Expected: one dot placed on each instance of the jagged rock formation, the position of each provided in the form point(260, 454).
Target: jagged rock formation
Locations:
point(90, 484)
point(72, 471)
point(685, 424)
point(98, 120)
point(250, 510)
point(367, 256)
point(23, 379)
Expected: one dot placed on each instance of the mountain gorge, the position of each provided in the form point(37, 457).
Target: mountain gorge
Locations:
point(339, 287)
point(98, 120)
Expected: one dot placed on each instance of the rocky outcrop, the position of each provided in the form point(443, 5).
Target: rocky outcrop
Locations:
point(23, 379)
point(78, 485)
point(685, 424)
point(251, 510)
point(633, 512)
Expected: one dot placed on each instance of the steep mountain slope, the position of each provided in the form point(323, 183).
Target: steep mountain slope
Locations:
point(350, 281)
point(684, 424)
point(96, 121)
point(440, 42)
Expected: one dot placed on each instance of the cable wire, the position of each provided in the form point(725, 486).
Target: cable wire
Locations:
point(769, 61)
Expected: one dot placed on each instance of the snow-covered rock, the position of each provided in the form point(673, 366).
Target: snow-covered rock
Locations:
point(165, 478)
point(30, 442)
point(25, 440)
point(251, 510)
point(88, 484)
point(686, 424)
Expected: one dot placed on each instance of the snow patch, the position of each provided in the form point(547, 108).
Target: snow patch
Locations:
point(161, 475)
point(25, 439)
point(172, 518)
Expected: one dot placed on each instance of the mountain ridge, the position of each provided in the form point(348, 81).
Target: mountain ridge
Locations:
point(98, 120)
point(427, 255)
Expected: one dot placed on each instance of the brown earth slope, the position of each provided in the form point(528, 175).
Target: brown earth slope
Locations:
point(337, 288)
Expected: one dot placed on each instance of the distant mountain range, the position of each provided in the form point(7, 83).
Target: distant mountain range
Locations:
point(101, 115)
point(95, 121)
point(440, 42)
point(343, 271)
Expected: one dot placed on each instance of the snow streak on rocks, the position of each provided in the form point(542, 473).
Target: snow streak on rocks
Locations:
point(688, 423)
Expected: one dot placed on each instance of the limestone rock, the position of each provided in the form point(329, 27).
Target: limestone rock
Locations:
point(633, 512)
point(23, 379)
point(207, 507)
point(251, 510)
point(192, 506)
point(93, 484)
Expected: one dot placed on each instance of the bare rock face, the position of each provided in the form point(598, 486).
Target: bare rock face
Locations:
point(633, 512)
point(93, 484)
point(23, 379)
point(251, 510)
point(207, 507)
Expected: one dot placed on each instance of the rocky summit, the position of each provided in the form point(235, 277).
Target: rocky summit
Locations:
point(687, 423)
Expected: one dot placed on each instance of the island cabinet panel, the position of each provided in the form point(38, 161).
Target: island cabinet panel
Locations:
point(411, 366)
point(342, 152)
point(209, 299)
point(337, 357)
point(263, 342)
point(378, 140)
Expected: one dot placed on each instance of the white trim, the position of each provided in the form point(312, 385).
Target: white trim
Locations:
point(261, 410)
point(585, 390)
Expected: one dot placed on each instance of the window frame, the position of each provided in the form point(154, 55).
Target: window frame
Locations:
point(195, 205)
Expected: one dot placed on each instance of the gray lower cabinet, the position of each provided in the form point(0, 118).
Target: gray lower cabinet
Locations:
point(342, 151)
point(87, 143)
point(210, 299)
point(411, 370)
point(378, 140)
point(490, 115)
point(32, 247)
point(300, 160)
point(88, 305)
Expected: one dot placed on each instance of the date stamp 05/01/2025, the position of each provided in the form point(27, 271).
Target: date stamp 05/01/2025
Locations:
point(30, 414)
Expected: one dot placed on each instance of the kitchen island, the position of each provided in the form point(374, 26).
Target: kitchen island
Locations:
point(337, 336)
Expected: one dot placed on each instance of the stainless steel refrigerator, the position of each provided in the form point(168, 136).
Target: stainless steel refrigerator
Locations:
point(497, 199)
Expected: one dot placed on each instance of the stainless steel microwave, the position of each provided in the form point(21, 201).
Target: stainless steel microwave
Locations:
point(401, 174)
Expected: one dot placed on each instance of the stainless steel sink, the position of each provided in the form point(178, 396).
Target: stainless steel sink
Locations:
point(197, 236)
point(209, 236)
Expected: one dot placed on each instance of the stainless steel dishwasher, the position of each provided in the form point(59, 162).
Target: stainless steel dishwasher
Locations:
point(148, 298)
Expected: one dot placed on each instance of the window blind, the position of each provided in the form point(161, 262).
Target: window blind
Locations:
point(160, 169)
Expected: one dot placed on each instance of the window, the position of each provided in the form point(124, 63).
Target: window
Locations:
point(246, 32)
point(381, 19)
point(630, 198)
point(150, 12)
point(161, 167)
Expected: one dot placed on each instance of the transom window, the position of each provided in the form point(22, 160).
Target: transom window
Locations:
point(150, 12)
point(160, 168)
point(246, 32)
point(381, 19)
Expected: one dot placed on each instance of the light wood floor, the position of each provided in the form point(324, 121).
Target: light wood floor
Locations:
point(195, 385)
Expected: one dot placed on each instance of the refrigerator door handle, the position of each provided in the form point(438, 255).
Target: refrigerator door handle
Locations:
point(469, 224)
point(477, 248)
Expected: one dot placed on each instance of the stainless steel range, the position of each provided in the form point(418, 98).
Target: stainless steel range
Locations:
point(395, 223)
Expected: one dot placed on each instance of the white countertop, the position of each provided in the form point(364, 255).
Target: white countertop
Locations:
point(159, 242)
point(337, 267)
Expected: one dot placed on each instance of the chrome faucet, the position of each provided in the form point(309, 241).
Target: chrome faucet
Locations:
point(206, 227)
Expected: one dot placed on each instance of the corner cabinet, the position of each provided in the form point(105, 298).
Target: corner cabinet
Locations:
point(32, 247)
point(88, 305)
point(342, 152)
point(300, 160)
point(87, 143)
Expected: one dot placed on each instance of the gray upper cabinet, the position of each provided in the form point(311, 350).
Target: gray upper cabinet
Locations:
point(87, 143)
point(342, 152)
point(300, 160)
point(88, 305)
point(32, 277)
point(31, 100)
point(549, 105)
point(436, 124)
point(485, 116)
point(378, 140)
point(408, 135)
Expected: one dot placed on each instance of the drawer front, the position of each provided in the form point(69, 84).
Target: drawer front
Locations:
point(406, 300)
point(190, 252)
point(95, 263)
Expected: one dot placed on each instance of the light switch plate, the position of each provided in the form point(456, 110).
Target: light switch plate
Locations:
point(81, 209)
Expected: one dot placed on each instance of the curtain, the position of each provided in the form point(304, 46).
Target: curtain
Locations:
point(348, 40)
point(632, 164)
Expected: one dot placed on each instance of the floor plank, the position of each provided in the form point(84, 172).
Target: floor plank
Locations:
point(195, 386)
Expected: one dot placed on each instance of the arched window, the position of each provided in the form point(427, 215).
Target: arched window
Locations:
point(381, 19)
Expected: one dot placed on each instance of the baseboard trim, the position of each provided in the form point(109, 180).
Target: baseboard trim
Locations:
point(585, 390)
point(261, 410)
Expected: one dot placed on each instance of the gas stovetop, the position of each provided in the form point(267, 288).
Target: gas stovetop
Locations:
***
• **EXERCISE DETAILS**: Lay out the data above as a numbered list, from the line containing "Expected: one dot placed on each instance of the gray upper" through the end of the data, both ends included and blank lines omitted.

• **FINISHED EXERCISE**:
1. Expected: one dot placed on each instance of the gray upper cabinet, the position of each provided in the form point(311, 350).
2. Target: gray upper cabinet
3. Locations:
4. point(87, 143)
5. point(342, 152)
6. point(300, 160)
7. point(88, 305)
8. point(32, 277)
9. point(31, 100)
10. point(549, 105)
11. point(436, 124)
12. point(485, 116)
13. point(378, 140)
14. point(408, 135)
15. Expected: one dot placed on each instance of the drawer front, the position of each provided in the form point(69, 84).
16. Target: drawer front
17. Locations:
18. point(406, 300)
19. point(190, 252)
20. point(95, 263)
21. Expected: one dot placed on each instance of the light switch plate, the position of each provided in the form point(456, 110).
22. Target: light switch plate
23. Locations:
24. point(81, 209)
25. Expected: one dot placed on each instance of the curtain, the position of each provided in the form point(304, 46).
26. Target: curtain
27. Locations:
28. point(348, 40)
29. point(632, 164)
30. Expected: one dot placed on each instance of the floor plank, the position of each provided in the form point(84, 172).
31. Target: floor plank
32. Locations:
33. point(195, 386)
34. Expected: one dot placed on each instance of the arched window, the position of each provided in the form point(427, 215).
35. Target: arched window
36. Locations:
37. point(381, 19)
38. Expected: one dot placed on each instance of the baseboard trim, the position of each provided in the form point(109, 180).
39. Target: baseboard trim
40. Locations:
41. point(585, 390)
42. point(261, 410)
43. Expected: one dot placed on each instance of the gas stovetop, the position of each provided in the form point(267, 288).
44. Target: gas stovetop
45. Locations:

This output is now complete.